Outline annotation records:
####################

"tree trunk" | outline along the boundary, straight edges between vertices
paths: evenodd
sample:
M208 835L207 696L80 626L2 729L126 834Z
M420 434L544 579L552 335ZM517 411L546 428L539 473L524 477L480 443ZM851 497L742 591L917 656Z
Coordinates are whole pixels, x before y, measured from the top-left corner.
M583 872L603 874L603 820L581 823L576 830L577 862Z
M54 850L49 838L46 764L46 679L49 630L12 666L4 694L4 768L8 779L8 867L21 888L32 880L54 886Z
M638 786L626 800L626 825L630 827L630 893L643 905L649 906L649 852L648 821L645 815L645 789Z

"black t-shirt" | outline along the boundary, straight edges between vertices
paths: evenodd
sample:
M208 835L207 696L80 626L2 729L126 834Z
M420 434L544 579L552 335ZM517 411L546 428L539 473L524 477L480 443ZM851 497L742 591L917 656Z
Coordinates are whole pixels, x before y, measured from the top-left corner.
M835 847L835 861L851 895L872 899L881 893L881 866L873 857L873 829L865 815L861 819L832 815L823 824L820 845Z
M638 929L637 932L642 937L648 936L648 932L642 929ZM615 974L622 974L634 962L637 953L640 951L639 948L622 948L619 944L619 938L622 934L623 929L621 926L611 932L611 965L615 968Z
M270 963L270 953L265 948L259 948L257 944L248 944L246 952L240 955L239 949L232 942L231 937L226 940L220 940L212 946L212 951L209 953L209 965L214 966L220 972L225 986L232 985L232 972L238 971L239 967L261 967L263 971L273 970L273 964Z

####################

TASK DETAILS
Repeat all of the entries exactly.

EXERCISE RESULT
"tree trunk" | outline along the boundary, straight edges between vertices
paths: evenodd
sample:
M208 835L207 696L80 626L2 729L126 834Z
M420 434L544 579L552 335ZM517 411L546 428L539 473L524 477L480 443ZM851 497L742 591L917 656Z
Coordinates are whole pixels, x before y, measured from the top-left corner.
M583 872L603 874L603 820L581 823L576 830L577 862Z
M54 850L49 838L46 764L46 679L49 630L12 666L4 694L4 768L8 779L8 867L21 888L32 880L54 886Z
M638 786L626 800L626 825L630 827L630 893L643 905L649 906L649 852L648 821L645 815L645 789Z

"black t-shirt" | outline along the boundary, straight edges between vertices
paths: evenodd
sample:
M208 835L207 696L80 626L2 729L126 834Z
M420 434L544 579L552 335ZM517 411L546 428L539 473L524 477L480 443ZM851 497L742 591L917 656Z
Coordinates are whole pixels, x before y, measured from the top-left corner.
M835 847L835 861L851 895L872 899L881 893L881 866L873 857L873 829L865 815L861 819L832 815L823 824L820 845Z
M638 929L637 932L642 937L648 936L648 932L642 929ZM615 974L622 974L634 962L637 953L640 951L639 948L622 948L619 944L619 938L622 934L623 929L621 926L611 932L611 965L615 968Z
M270 963L270 953L265 948L259 948L257 944L248 944L246 952L240 955L239 949L232 942L231 937L226 940L220 940L212 946L212 951L209 953L209 965L214 966L220 972L225 986L232 985L232 972L238 971L239 967L261 967L263 971L273 970L273 964Z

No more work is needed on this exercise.